Given information
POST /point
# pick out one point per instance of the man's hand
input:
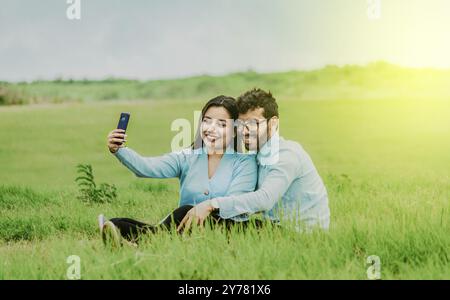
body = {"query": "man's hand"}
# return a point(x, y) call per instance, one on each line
point(116, 138)
point(197, 214)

Task instructions
Rewrite the entries with every "man's hand" changed to "man's finger" and everything else left as it is. Omit the pictures.

Exercise answer
POST /point
# pick out one point per instance of the man's finger
input:
body = {"query": "man's finger"}
# return a point(x, y) call per instance, one on each line
point(116, 138)
point(197, 214)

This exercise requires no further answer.